━━━ Material provided ━━━
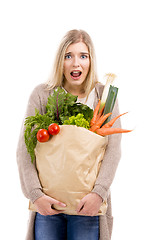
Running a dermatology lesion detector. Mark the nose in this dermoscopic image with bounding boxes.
[73,56,79,67]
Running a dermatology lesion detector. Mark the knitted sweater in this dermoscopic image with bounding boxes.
[17,83,121,240]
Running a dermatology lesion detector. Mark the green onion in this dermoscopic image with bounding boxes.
[103,85,118,125]
[99,73,116,110]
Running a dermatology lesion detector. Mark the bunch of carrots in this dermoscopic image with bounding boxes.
[89,100,132,136]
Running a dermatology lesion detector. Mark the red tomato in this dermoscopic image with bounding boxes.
[37,129,49,142]
[48,123,60,135]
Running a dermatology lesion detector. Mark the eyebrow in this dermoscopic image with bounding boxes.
[65,52,89,55]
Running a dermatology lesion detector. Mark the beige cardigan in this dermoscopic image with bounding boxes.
[17,83,121,240]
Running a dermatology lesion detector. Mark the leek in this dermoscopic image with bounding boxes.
[99,73,116,110]
[103,85,118,124]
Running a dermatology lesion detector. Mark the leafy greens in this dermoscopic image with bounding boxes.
[24,87,93,162]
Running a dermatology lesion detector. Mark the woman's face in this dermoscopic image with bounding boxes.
[63,42,90,90]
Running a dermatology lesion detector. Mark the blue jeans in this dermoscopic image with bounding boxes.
[35,213,99,240]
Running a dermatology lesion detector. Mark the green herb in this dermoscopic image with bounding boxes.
[64,113,90,129]
[24,87,93,162]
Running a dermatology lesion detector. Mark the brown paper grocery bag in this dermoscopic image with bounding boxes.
[29,125,108,215]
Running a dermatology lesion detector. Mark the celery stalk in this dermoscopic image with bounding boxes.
[99,73,116,110]
[103,85,118,125]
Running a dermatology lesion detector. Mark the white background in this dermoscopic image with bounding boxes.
[0,0,160,240]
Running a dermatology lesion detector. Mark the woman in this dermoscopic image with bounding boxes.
[17,30,121,240]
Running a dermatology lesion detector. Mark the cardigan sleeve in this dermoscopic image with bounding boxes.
[92,101,122,200]
[16,85,48,202]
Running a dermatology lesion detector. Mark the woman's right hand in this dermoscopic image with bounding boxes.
[34,195,66,216]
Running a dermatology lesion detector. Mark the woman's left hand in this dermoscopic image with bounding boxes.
[76,193,103,216]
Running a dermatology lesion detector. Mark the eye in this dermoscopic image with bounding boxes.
[81,54,88,59]
[65,54,71,59]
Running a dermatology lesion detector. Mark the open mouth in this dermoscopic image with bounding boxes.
[70,71,82,78]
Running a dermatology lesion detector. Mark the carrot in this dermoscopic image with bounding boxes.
[103,112,127,128]
[90,100,101,127]
[96,127,132,136]
[97,105,105,120]
[89,113,112,132]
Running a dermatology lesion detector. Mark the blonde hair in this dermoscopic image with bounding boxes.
[47,29,98,96]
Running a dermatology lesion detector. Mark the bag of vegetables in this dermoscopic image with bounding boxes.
[29,125,108,215]
[24,76,130,215]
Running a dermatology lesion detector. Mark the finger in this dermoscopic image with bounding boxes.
[47,209,63,215]
[77,201,84,212]
[51,198,66,207]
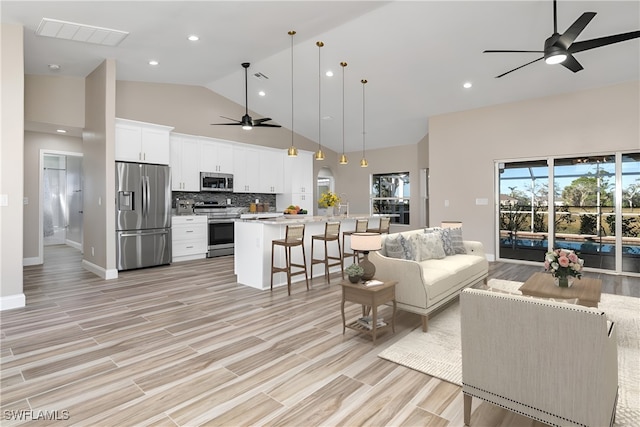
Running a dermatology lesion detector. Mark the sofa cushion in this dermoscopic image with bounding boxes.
[410,233,446,261]
[420,254,487,302]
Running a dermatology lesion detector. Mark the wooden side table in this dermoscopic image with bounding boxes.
[520,273,602,307]
[340,280,398,342]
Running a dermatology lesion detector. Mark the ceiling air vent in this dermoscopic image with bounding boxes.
[36,18,129,46]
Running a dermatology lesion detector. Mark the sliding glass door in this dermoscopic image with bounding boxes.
[496,153,640,273]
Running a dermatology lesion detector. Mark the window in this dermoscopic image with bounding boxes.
[371,172,411,225]
[497,153,640,273]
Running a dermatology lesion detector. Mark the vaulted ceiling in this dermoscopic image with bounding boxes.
[0,0,640,151]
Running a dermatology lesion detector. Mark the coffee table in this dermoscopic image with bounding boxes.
[340,280,398,343]
[520,273,602,307]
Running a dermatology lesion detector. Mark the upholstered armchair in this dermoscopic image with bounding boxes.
[460,289,618,427]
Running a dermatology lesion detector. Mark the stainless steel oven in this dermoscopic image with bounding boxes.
[193,202,240,258]
[207,218,234,258]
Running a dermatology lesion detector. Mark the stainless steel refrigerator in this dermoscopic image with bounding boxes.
[116,162,171,270]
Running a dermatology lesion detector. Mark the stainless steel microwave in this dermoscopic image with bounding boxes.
[200,172,233,192]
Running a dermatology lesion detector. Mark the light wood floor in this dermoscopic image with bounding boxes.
[0,246,640,426]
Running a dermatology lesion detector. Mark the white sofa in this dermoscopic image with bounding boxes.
[460,289,618,427]
[369,228,489,332]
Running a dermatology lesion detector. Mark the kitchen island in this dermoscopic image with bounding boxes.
[234,214,380,289]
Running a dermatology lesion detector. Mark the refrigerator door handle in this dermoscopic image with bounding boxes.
[120,230,169,237]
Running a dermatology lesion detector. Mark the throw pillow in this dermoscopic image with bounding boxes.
[384,235,404,259]
[447,227,467,254]
[411,233,446,261]
[399,234,419,261]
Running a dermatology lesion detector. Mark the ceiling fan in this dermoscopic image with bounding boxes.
[484,0,640,78]
[211,62,282,130]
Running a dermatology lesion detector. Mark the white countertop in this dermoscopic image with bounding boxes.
[236,213,377,224]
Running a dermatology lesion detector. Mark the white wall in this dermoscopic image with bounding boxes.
[0,24,25,310]
[429,81,640,255]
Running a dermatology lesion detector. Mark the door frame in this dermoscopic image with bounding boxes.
[38,148,84,264]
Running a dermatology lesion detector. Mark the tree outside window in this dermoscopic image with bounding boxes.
[371,172,411,225]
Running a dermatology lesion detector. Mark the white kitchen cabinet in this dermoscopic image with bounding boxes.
[115,119,173,165]
[171,215,208,262]
[200,138,234,173]
[276,150,316,214]
[233,145,262,193]
[260,150,285,194]
[170,134,200,191]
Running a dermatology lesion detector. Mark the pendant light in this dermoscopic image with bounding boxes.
[340,62,349,165]
[287,30,298,157]
[316,42,324,160]
[360,79,369,168]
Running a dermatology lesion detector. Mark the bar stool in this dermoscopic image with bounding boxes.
[342,219,369,263]
[271,224,309,295]
[367,216,391,234]
[311,221,344,283]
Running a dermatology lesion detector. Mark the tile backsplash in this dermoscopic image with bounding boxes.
[171,191,276,210]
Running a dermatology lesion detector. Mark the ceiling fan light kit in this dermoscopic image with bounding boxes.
[484,0,640,78]
[287,30,298,157]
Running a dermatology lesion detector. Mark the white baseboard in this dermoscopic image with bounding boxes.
[82,259,118,280]
[0,294,26,311]
[22,256,44,266]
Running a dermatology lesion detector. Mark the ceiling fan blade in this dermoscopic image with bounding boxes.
[556,12,596,49]
[567,31,640,53]
[253,123,282,128]
[560,54,583,73]
[496,57,543,79]
[482,50,544,53]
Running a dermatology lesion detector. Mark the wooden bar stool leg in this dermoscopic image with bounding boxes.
[284,246,291,296]
[300,242,313,290]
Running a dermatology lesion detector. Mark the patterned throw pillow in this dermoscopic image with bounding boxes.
[384,236,404,259]
[400,234,418,261]
[411,233,446,261]
[424,227,456,256]
[448,227,467,254]
[384,234,414,260]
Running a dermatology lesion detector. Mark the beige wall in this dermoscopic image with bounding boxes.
[24,75,84,129]
[429,81,640,255]
[0,24,25,310]
[82,60,117,278]
[23,132,84,264]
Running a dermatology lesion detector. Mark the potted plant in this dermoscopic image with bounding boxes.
[344,264,364,283]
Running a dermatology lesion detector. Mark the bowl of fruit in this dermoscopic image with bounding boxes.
[284,205,307,215]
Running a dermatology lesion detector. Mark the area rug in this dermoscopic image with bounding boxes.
[378,279,640,426]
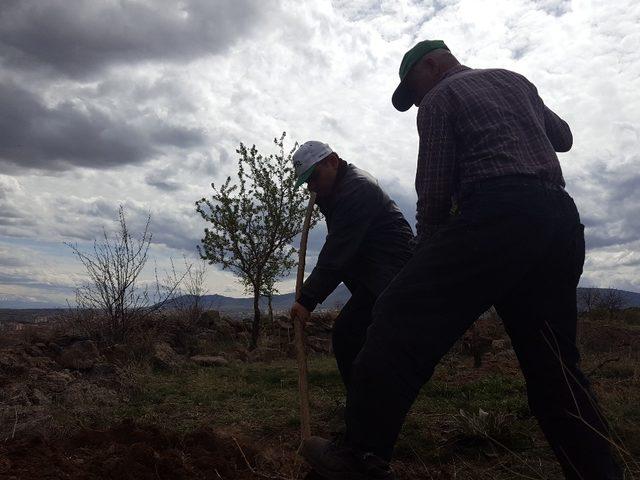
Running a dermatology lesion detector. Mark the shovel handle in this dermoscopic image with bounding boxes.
━━━
Rewrite the records between the lines holding "Running a dermatology lesion detector. Mark the ceiling fan in" and "[38,148,84,264]", inclusive, switching "door frame" to "doorway" and leaving everything else unchanged.

Running a dermatology lesion detector. Mark the ceiling fan in this dermoscopic image with bounding boxes.
[484,0,640,78]
[211,62,282,130]
Running a dermatology lesion detector. Mark the white countertop in this dermoscopic image with bounding boxes.
[236,213,377,224]
Running a dermatology lesion detector. Mark the white wall in this dermoscopic image with bounding boxes.
[0,24,25,310]
[429,81,640,255]
Running a dermatology lesion detector. Mark the doorway in this dermoscopic image with bounding boxes.
[38,148,84,264]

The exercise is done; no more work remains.